To do: Starting with the line containing "boxes for orthodox" and going on through the end of the records, write those lines out again, switching "arched window" to "stained glass window" and leaving everything else the same.
--- Begin Source material ---
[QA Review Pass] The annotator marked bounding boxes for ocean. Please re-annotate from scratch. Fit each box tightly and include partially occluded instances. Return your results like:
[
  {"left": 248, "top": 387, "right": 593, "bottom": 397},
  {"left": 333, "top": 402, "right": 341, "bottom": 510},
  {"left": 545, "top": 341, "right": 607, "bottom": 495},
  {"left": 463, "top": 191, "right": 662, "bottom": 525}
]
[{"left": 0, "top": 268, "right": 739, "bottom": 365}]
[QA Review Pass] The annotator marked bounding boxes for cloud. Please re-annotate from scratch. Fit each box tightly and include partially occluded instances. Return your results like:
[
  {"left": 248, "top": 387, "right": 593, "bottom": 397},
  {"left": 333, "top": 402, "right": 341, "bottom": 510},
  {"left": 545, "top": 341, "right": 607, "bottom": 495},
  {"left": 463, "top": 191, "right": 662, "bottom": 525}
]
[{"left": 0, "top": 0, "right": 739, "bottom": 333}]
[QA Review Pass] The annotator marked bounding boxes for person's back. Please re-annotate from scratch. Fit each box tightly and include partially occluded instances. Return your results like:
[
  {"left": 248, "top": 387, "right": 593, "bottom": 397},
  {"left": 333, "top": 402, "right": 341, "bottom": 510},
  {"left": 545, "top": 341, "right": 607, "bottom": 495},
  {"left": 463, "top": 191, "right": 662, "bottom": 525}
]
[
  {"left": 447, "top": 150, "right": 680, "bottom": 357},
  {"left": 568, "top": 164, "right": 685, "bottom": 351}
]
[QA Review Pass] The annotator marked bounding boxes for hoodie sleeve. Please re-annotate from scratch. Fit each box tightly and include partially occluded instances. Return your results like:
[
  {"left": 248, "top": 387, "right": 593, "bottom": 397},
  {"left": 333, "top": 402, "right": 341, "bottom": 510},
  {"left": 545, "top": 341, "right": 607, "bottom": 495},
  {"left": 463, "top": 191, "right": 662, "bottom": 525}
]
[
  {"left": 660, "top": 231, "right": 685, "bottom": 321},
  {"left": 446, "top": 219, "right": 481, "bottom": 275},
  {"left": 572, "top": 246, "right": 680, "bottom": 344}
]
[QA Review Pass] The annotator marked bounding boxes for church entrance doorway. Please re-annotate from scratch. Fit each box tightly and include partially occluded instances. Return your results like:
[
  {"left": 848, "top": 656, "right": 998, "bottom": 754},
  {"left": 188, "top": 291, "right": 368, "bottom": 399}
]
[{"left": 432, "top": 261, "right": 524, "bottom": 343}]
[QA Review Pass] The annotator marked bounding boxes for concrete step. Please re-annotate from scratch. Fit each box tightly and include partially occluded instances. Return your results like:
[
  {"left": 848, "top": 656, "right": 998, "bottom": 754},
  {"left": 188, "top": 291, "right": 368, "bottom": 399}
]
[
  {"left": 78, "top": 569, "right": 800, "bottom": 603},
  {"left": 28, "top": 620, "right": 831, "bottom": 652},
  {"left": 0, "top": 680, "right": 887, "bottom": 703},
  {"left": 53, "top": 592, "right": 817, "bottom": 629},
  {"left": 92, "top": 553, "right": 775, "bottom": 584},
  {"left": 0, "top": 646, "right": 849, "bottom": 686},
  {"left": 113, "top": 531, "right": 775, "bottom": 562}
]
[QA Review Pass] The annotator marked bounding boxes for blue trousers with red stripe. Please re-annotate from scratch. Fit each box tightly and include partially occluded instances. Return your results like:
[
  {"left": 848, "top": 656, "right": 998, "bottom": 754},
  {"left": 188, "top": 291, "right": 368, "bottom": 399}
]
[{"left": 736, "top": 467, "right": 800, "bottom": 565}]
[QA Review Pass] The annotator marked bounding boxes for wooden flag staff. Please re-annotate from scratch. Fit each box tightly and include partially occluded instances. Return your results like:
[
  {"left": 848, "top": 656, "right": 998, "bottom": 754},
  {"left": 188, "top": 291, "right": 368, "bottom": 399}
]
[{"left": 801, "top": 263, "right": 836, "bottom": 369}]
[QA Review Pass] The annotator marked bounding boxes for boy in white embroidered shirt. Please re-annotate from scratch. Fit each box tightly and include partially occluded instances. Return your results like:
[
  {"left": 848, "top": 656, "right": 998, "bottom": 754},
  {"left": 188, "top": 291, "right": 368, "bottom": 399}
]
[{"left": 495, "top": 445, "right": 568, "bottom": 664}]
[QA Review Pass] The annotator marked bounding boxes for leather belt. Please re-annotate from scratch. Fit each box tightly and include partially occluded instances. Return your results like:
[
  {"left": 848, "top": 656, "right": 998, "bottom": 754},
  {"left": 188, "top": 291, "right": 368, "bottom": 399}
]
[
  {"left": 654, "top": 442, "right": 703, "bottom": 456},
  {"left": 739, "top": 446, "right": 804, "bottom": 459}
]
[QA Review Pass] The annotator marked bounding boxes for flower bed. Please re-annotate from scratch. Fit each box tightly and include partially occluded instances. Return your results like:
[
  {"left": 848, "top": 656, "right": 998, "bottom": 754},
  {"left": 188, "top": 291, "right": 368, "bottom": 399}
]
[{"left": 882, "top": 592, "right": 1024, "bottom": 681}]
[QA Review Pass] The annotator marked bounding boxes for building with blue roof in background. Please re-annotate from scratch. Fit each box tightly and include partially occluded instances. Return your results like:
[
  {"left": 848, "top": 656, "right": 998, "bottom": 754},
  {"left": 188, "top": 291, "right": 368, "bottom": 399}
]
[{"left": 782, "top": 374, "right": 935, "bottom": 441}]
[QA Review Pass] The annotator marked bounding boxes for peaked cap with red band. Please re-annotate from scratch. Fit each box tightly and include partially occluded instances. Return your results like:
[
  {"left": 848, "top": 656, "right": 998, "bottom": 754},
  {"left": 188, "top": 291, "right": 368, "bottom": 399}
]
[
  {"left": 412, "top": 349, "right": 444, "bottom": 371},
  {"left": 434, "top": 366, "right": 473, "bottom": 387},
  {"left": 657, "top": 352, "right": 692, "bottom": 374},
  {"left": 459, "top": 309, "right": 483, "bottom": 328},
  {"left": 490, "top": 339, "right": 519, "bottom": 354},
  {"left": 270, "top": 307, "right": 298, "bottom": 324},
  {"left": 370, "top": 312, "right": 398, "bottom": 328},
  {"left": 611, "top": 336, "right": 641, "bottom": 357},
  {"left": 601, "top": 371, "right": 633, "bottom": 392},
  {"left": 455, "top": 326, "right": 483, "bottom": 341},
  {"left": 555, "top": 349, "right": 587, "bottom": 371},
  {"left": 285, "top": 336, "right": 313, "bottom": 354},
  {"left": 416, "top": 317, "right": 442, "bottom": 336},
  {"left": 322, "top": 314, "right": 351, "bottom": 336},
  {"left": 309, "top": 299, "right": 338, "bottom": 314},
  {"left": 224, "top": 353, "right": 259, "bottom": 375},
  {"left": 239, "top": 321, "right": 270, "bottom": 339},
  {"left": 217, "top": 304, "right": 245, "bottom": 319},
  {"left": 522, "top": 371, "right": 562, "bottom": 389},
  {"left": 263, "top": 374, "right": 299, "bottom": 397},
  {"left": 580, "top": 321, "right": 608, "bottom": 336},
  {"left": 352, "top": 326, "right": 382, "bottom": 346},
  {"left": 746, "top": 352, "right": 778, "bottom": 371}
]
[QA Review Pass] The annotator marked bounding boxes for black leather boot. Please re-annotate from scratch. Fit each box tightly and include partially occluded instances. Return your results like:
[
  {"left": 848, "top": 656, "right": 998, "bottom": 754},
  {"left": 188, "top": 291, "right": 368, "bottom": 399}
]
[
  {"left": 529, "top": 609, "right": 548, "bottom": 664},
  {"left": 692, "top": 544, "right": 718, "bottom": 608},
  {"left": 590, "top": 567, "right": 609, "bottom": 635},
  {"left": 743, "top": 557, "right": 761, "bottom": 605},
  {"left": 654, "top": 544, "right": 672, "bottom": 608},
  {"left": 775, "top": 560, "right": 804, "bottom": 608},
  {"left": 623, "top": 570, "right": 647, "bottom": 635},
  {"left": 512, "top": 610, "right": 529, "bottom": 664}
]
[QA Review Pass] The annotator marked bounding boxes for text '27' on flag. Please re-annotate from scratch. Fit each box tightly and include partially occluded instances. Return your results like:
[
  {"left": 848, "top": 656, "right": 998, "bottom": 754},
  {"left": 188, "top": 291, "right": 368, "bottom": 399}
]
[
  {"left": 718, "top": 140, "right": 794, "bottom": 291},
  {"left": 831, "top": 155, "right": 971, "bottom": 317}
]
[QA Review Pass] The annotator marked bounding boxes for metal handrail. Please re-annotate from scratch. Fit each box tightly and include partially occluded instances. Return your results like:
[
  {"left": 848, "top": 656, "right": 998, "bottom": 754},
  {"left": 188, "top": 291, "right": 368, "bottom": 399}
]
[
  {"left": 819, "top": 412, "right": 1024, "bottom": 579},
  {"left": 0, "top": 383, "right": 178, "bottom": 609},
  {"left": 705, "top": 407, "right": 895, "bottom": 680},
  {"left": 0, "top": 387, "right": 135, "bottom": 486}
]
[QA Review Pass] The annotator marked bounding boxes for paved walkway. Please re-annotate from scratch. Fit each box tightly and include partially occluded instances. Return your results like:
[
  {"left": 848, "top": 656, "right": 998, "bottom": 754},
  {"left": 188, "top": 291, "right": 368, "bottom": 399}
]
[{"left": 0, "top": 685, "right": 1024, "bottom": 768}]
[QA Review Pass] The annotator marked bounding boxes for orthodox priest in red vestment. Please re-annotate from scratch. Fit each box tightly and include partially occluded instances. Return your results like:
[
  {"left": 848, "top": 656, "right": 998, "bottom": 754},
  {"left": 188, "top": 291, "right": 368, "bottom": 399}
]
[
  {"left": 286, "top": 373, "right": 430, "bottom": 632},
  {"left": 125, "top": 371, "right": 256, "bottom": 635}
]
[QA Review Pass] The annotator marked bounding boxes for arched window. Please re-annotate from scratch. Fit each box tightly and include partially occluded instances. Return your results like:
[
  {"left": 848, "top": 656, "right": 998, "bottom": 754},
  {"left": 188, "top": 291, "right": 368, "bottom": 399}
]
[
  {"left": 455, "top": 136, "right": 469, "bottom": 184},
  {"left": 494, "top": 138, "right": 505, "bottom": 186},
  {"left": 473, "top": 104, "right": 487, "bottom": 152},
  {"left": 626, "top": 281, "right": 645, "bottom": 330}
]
--- End Source material ---
Reply to the task:
[QA Review Pass] The annotator marked bounding boxes for orthodox priest in red vestment. Please re-annotate from scratch. Fit each box tightly and include partially occluded instances. Return your results like:
[
  {"left": 848, "top": 656, "right": 998, "bottom": 754},
  {"left": 188, "top": 291, "right": 368, "bottom": 399}
]
[
  {"left": 286, "top": 373, "right": 430, "bottom": 632},
  {"left": 125, "top": 371, "right": 256, "bottom": 635}
]
[QA Review Pass] The annotator marked bounding boxes for stained glass window. Please re-annotate from scratch. Fit each box tightly and include partially occluded instances. Return your results like:
[
  {"left": 848, "top": 656, "right": 998, "bottom": 754},
  {"left": 188, "top": 291, "right": 368, "bottom": 399}
]
[
  {"left": 455, "top": 136, "right": 469, "bottom": 184},
  {"left": 494, "top": 138, "right": 505, "bottom": 186},
  {"left": 473, "top": 104, "right": 487, "bottom": 152},
  {"left": 626, "top": 281, "right": 645, "bottom": 330}
]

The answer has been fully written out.